__Selected text__.
* * * * * * * * *
I’ve been consistently returning to this radio essay from Mumia Abu-Jamal over the last few weeks. Titled “Disaster at the Heart of Empire,” Mumia succinctly captures the unease and malaise I’ve been feeling — but unable to describe — in anticipation for the November elections:
This feeling is certainly everywhere in D.C. – at least, to anyone who has left their house in the past few months. It feels a bit as though we’ve been preparing for the worst. This is D.C. after all – and if Trump refuses to step down, or if Republicans plot some nefarious scheme to steal the election, it will comedown to us to somehow impede it (peacefully) – right?
And so, what has formed across D.C. is a nascent sort of rebel alliance: a diversity of organizations and individuals teaching each other how to organize direct action; build trust and communication networks across geographic and demographic lines; cataloguing resources and counting up our forces. All in preparation for whatever might happen after November 3rd. Much of this is an extension of the mutual aid networks, ongoing resistance efforts, and political alliances between leftist groups that have carried on since the economic shutdown back in March. And since the explosion of protest activity that followed George Floyd’s death in May, many organizers and activists in the DMV have honed their skills in mass protest and “good trouble.” Even if many of the ongoing street demonstrations have waned in scale over the last few months, I suspect (well, hope) that much of this is because locals are mentally and physically preparing to do what is needed to react appropriately to November’s election.
But for all the mental and physical energy preparing for whatever sort of response is demanded, little of it feels satiated by the upside. In Joe Biden’s victory, many have resigned themselves to accepting that “nothing would fundamentally change.” If the worst of Trump’s abuses will be curtailed by a Biden Administration, the core issues – exploding inequality, a racist and abusive justice system, the deterioration of labor power, and the waning ecological balance of the planet – are likely to go unanswered by the return of neoliberalism to Washington.
I dreamed of celebrating the end of Trump’s regime with a working-class conquest of D.C. – one that would finally heed the call and answer to America's epic problems and seeking, once and for all, to challenge that head on. Instead, the Trump family is likely to be replaced by the same neoliberal corporatists that got us here in the first place. Come January you will see them everywhere, slurping down orange goo in some insane and expensive ritual called “brunch,” dashing around D.C. in labor-exploiting ride-shares, and dazzling network television with their nasty parlor tricks. And so I have to ask if this empire is really falling, or just transitioning into a new shape? And should we really be mobilizing on its behalf?
* * * * * * * * *
__Provided material__.
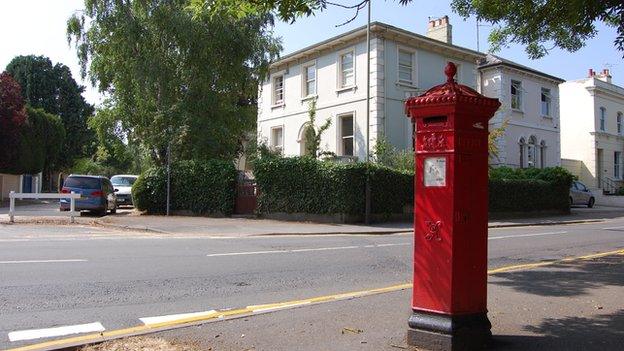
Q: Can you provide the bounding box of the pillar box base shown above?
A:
[407,311,492,351]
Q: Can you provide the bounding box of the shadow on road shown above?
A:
[490,255,624,351]
[491,310,624,351]
[490,256,624,297]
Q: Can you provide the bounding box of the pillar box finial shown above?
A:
[444,62,457,83]
[405,62,500,351]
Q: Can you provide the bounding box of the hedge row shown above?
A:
[132,160,237,215]
[254,157,414,215]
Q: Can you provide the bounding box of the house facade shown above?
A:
[257,16,563,167]
[559,69,624,192]
[479,54,564,168]
[257,18,483,160]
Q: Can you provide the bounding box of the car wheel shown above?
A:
[587,197,596,208]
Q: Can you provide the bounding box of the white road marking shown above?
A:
[139,310,217,325]
[9,322,106,341]
[488,231,567,240]
[206,242,412,257]
[0,259,87,264]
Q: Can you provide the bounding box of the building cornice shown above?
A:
[271,22,485,70]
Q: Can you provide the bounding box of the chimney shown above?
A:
[427,16,453,44]
[596,68,611,83]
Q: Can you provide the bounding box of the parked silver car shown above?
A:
[570,181,596,208]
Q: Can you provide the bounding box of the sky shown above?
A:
[0,0,624,103]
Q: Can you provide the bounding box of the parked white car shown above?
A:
[111,174,139,206]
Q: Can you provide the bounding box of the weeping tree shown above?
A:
[67,0,281,164]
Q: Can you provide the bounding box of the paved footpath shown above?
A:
[155,254,624,351]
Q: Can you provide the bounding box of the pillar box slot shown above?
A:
[406,62,500,350]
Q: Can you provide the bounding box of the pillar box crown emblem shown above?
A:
[405,62,500,350]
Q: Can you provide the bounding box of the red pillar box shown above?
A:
[406,62,500,350]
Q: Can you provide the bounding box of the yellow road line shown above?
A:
[6,249,624,351]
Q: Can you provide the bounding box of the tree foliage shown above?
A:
[67,0,280,163]
[6,55,93,170]
[204,0,624,59]
[0,72,26,173]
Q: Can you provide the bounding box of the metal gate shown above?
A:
[234,179,258,215]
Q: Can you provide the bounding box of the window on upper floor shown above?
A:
[273,75,284,105]
[338,51,355,88]
[399,49,415,85]
[541,88,551,117]
[303,64,316,97]
[340,114,355,156]
[271,127,284,154]
[511,80,522,111]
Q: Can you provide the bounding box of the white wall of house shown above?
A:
[559,76,624,188]
[257,23,478,160]
[480,65,561,168]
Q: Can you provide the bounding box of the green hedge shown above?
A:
[254,157,414,215]
[489,167,574,212]
[132,160,237,215]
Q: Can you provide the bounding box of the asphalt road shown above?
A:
[0,218,624,349]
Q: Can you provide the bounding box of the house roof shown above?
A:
[479,54,565,83]
[271,22,485,67]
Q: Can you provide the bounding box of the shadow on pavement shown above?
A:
[491,310,624,351]
[490,256,624,297]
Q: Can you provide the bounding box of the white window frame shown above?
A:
[540,87,552,118]
[509,79,524,112]
[336,111,357,157]
[336,47,357,92]
[271,71,286,107]
[301,60,318,100]
[396,45,418,87]
[270,124,285,155]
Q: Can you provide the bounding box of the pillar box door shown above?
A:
[406,62,500,350]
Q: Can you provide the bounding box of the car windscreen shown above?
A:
[111,177,136,186]
[63,177,100,189]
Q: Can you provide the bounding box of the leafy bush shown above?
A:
[132,160,236,215]
[489,167,574,212]
[254,157,414,215]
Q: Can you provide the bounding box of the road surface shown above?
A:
[0,218,624,349]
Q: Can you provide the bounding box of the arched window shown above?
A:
[540,140,546,168]
[527,136,537,168]
[518,138,526,168]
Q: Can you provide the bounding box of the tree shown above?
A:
[6,55,93,171]
[303,99,331,158]
[0,72,26,173]
[199,0,624,59]
[67,0,280,164]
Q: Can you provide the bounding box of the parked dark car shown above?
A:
[61,174,117,215]
[570,181,596,208]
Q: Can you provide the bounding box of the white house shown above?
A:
[258,18,483,160]
[479,54,564,168]
[559,69,624,192]
[257,16,562,167]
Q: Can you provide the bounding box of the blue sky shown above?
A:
[0,0,624,103]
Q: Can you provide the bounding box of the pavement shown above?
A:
[0,202,624,237]
[153,254,624,351]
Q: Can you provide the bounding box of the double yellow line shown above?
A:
[6,249,624,351]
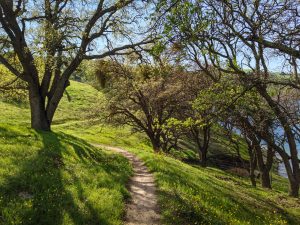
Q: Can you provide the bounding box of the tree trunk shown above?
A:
[260,169,272,189]
[245,142,257,187]
[199,149,207,167]
[150,137,161,153]
[289,181,299,198]
[29,87,50,131]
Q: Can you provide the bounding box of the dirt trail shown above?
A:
[95,145,160,225]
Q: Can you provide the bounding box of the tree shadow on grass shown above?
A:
[0,129,122,225]
[154,158,297,224]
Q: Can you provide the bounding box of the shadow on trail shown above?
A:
[0,129,124,225]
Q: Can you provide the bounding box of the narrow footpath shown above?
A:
[94,144,160,225]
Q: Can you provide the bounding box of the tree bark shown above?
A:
[260,169,272,189]
[149,137,161,153]
[29,86,51,131]
[199,149,207,167]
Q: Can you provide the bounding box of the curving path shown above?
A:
[94,144,160,225]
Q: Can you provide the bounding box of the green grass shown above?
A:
[63,122,300,225]
[0,82,300,225]
[0,125,132,225]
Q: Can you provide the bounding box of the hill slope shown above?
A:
[0,82,300,225]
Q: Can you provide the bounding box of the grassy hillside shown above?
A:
[0,82,132,225]
[0,82,300,225]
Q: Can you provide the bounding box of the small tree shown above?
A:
[108,64,186,152]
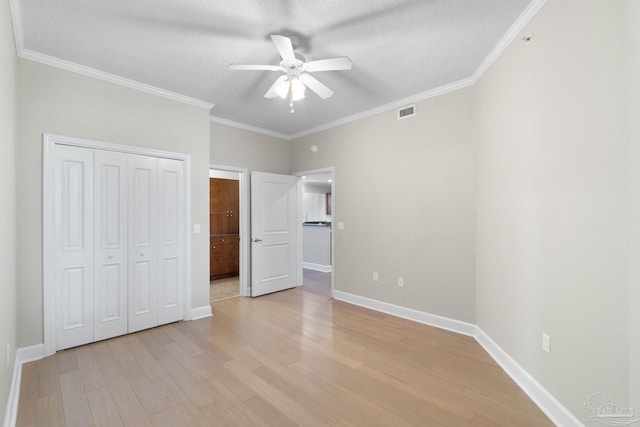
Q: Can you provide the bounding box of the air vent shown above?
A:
[398,105,416,120]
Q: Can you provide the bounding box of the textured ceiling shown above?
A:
[13,0,532,135]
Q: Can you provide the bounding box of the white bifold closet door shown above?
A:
[93,150,128,341]
[54,145,94,350]
[129,155,184,332]
[55,145,186,350]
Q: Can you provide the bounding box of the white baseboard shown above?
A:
[333,290,584,427]
[302,262,333,273]
[189,305,213,320]
[475,327,584,427]
[333,289,477,337]
[4,344,44,427]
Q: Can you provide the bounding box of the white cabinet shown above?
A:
[53,145,186,350]
[302,225,331,273]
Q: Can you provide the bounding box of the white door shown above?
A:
[129,154,158,332]
[157,159,185,325]
[54,145,94,350]
[251,172,298,297]
[93,150,128,341]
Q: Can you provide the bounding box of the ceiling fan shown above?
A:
[229,35,351,113]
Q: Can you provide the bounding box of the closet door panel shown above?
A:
[158,159,185,325]
[94,150,128,341]
[128,154,158,332]
[54,146,94,350]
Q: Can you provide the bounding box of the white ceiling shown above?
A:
[12,0,535,136]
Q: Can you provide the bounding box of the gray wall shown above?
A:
[291,90,475,322]
[0,1,17,420]
[210,123,290,174]
[473,0,640,421]
[17,60,209,347]
[621,0,640,414]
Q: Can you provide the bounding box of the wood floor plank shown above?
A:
[87,387,123,427]
[17,289,552,427]
[60,371,93,426]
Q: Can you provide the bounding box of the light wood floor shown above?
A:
[17,288,552,427]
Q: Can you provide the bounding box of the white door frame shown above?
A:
[292,166,337,298]
[209,164,251,297]
[42,133,191,356]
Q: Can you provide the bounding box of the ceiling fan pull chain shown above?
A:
[289,85,294,113]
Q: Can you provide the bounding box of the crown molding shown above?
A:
[209,115,291,141]
[289,0,547,141]
[289,78,475,141]
[18,49,215,110]
[472,0,547,84]
[9,0,547,137]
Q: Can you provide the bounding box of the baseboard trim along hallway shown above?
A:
[333,289,584,427]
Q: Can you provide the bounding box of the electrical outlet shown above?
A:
[542,332,551,354]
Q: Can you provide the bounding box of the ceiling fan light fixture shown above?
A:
[274,77,305,101]
[291,78,305,101]
[274,80,289,99]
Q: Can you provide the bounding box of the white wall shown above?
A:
[17,60,209,347]
[210,123,291,174]
[291,90,475,322]
[0,1,17,420]
[473,0,640,421]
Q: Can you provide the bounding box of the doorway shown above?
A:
[209,165,248,302]
[296,168,335,297]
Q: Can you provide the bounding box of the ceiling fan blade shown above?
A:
[298,73,333,99]
[264,74,287,98]
[229,64,280,71]
[271,35,296,62]
[304,56,351,72]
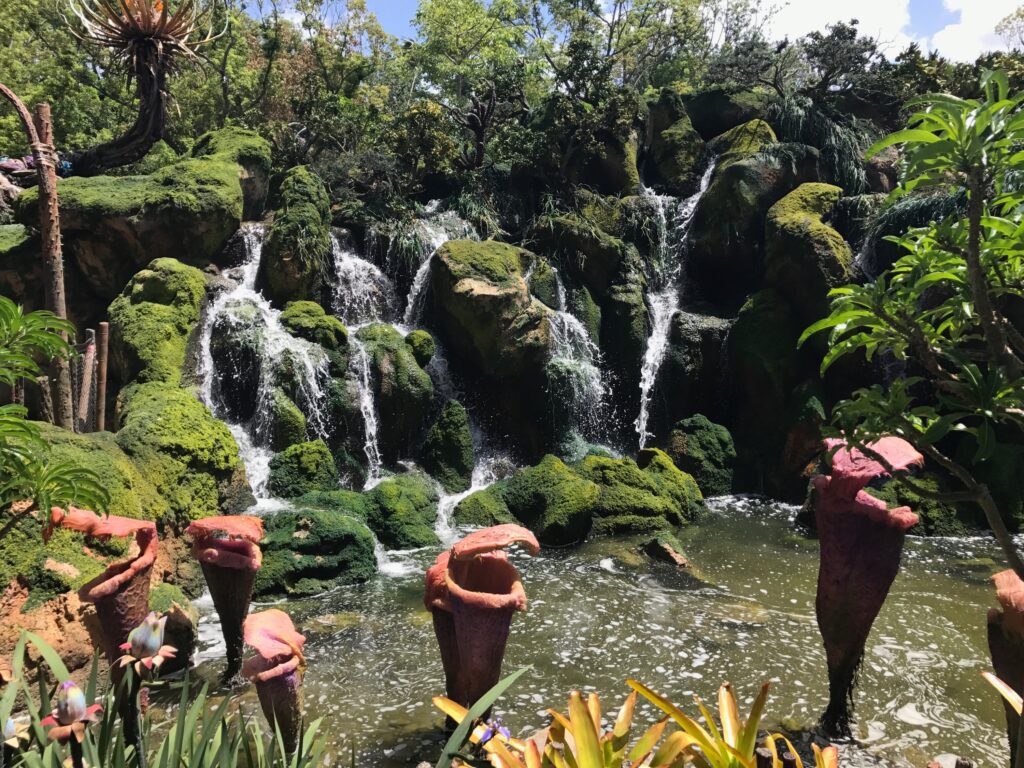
* * * * * * * * *
__Stated exercise 1__.
From the listing, format the lines starting with the line containing "Q: Can you provide the bounding box of the air" and going on through the line containing "[12,0,535,136]" as a JSON list of strings, one string per line, with blank lines dropped.
__Stated exercise 2__.
Pick up the essay on D.C. and the November election at the point where it stops, and keep writing.
The essay on D.C. and the November election and the listing have nothing to do with each other.

__Final result 1__.
[
  "Q: Can you provide the bounding box of the air vent shown above?",
  "A:",
  "[398,105,416,120]",
  "Q: Can you provide the bounding box of the textured ceiling shown above?",
  "A:",
  "[13,0,532,135]",
  "Q: Can you provide the bounding box of the white bifold closet door shown above?",
  "A:",
  "[93,150,128,341]",
  "[54,145,94,350]",
  "[129,155,184,332]",
  "[55,145,186,350]",
  "Q: Can you provide the bounding box of the white baseboard shown above?",
  "A:",
  "[333,290,584,427]",
  "[302,262,333,273]",
  "[189,305,213,320]",
  "[475,327,584,427]",
  "[333,289,477,337]",
  "[4,344,44,427]",
  "Q: Can you provide the bounding box of the white cabinet shown above?",
  "A:",
  "[53,145,186,350]",
  "[302,225,331,273]",
  "Q: Can you provide the bounding box of the white door shown above?",
  "A:",
  "[129,154,158,332]",
  "[157,159,185,325]",
  "[54,145,94,350]",
  "[251,172,298,297]",
  "[93,150,128,341]",
  "Q: Can you provide the bounding box of the ceiling fan shown above?",
  "A:",
  "[229,35,351,113]",
  "Q: Can you provide the bounding box of the closet door panel shown above?",
  "A:",
  "[158,159,185,325]",
  "[94,150,128,341]",
  "[128,154,158,332]",
  "[54,146,94,350]",
  "Q: Can you provide the bounding box of the white ceiling shown above?",
  "A:",
  "[12,0,535,136]"
]

__Final result 2__.
Yeah, yeah, yeah, “The arc of the moral universe bends towards justice…” and so maybe I shouldn’t be so dour. But truthfully, a lot of my hope in whether or not this whole system is worth demonstrating for has been tied up in these local D.C. elections. I have hope in this new labor-activist-progressive coalition that has been coalescing across the District. It’s a sort of quiet alliance between the Working Families Party, the DSA, various social and environmental justice organizations, labor unions, and racial justice formations. What’s so encouraging about this burgeoning alliance, and what might differentiate it from prior left-wing stabs at electoral power, is that it feels truly multiracial, multi-generational, ardently anti-capitalist, and based out of the working-class it claims to represent. Isn’t this what a winning labor-left alliance is supposed to look like?
Janeese Lewis George over in Ward 4 may be the standard bearer for this local alliance, as she’s enthusiastically united the socialists, labor unions, community activists, progressives, and racial justice organizers in a way that has eluded other local left-wing politicians in the last decade. Her triumph over an ex-Republican opponent in the primary back in June rekindled the hope that corporatists will, eventually, get their comeuppance, and that the multi-racial working-class is a real electoral model capable of being assembled to challenge entrenched power.
But the outcome of this year’s local election may determine if Janeese’s victory will mean more than just aberration. In order for this alliance to really pick up the speed it needs to puncture city hall, longtime progressive activist Ed Lazere will need to win the At-Large Council race, and Mysiki Valentine will need to trounce his charter-lobby-backed opponent in the At-Large Board of Education race. These races may seem like small footnotes, especially relative to the neo-fascist nightmare looming over the country. But these campaigns’ enthusiastic embrace of the concerns which dominate labor, anti-racist organizers, and anti-capitalist politicos in the city marks a dramatic shift away from the timid and meaningless “progressivism” that has come to define D.C.’s local political leaders. D.C. has been ground zero for neoliberal urbanism over the past decade, and delivering on a victory for these campaigns will give me some good evidence that democracy is capable of repudiating the ideological engine that sits at the heart of American Empire.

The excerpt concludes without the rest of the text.